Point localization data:
───
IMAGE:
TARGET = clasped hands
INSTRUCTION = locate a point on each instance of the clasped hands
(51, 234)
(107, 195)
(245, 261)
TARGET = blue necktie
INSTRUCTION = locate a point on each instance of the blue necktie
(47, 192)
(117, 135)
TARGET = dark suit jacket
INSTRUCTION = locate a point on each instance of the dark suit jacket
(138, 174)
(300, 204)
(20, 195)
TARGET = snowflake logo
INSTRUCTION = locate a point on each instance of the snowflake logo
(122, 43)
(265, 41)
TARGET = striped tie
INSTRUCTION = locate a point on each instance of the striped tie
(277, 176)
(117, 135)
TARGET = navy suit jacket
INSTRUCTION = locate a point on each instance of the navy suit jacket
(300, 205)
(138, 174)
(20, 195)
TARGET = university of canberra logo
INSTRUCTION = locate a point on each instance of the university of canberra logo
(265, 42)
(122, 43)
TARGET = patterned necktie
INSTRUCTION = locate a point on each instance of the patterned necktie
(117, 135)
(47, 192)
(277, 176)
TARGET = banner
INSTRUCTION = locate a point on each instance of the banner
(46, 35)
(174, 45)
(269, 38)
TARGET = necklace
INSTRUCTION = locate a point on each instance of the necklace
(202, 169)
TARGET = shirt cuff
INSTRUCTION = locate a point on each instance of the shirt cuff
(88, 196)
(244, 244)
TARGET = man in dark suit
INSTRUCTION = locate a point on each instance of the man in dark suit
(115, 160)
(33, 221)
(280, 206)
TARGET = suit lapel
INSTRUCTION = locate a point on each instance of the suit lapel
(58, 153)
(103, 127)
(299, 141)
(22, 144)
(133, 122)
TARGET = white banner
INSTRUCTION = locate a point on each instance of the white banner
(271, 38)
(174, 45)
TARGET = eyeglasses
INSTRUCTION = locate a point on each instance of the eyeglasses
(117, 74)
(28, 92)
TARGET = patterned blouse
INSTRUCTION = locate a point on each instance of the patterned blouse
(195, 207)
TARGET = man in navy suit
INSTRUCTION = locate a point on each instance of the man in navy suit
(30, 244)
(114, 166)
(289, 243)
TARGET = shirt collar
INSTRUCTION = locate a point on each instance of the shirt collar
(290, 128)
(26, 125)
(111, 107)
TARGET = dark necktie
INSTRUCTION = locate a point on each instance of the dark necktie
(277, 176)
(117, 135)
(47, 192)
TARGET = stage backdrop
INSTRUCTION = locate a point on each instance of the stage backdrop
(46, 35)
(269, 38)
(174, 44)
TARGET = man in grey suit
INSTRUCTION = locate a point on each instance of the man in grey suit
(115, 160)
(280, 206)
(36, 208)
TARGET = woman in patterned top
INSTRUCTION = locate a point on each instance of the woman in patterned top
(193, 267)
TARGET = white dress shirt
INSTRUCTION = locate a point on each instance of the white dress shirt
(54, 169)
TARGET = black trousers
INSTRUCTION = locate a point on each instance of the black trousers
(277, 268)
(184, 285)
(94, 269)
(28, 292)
───
● **GOAL OF THE EXERCISE**:
With the records above in view, retype each one exactly.

● **ANSWER TO THE PROBLEM**:
IMAGE:
TARGET = clasped hands
INSTRUCTION = locate a point on each instance of the clasped hands
(51, 234)
(107, 195)
(245, 261)
TARGET = blue necktie
INSTRUCTION = locate a point on each instance of the blue necktie
(47, 192)
(117, 135)
TARGET = dark suit jacket
INSTRUCTION = locate a point on each instance of the dark suit jacket
(138, 174)
(300, 204)
(20, 195)
TARGET = snowflake logo
INSTRUCTION = locate a point on each instance of the snowflake logo
(122, 43)
(265, 41)
TARGET = striped tie
INSTRUCTION = locate a point on each instance of the striped tie
(277, 176)
(117, 135)
TARGET = navy suit jacket
INSTRUCTION = locate a point on each instance of the navy suit jacket
(300, 205)
(138, 174)
(20, 195)
TARGET = university of canberra logo
INSTRUCTION = locate a point on each instance of the university of canberra logo
(265, 42)
(122, 43)
TARGET = patterned necktie
INSTRUCTION = locate a point on each instance of the patterned necktie
(117, 135)
(47, 192)
(277, 176)
TARGET = banner
INSTRUCTION = locate a point on each instance of the banner
(46, 35)
(174, 45)
(269, 38)
TARGET = necklace
INSTRUCTION = locate a point on each instance of the necklace
(202, 169)
TARGET = shirt cuff
INSTRUCTION = locate a point on each instance of the shirt cuff
(88, 196)
(244, 244)
TARGET = man in dark suit
INSTRUCTION = locate a point on each instance of the man in dark suit
(115, 160)
(33, 221)
(280, 206)
TARGET = suit lapel
INSTRUCTION = locate a point on each instance of the suit lapel
(58, 153)
(103, 127)
(299, 141)
(22, 144)
(133, 122)
TARGET = white banner
INSTRUCTION = locate a point on each instance of the white banner
(271, 38)
(174, 45)
TARGET = eyeglasses
INSTRUCTION = locate a point on each instance of the eyeglasses
(117, 74)
(28, 92)
TARGET = patterned blouse
INSTRUCTION = locate a point on each instance of the patterned blouse
(195, 207)
TARGET = man in navy suit
INSTRUCTION = locate a point on each instance of the man in navy suit
(30, 244)
(114, 166)
(289, 243)
TARGET = shirt collar
INSTRUCTION = locate a point on each instance of the shirt collar
(290, 128)
(26, 125)
(111, 107)
TARGET = dark necktie
INSTRUCTION = locate a point on each instance of the dark necktie
(277, 176)
(117, 135)
(47, 192)
TARGET = stage backdrop
INSTRUCTION = locate a point on each instance of the stage backdrop
(46, 35)
(269, 38)
(174, 44)
TARGET = man in grey suit
INSTRUCTION = locate a point on each instance of the man in grey suit
(115, 160)
(280, 206)
(36, 208)
TARGET = woman in patterned top
INSTRUCTION = locate a point on each instance of the woman in patterned top
(193, 267)
TARGET = white dress shirt
INSTRUCTION = locate a point on each instance of the white dress shirt
(54, 169)
TARGET = black trousers
INSTRUCTION = locate a point on each instance of the black trousers
(277, 268)
(184, 285)
(94, 269)
(28, 292)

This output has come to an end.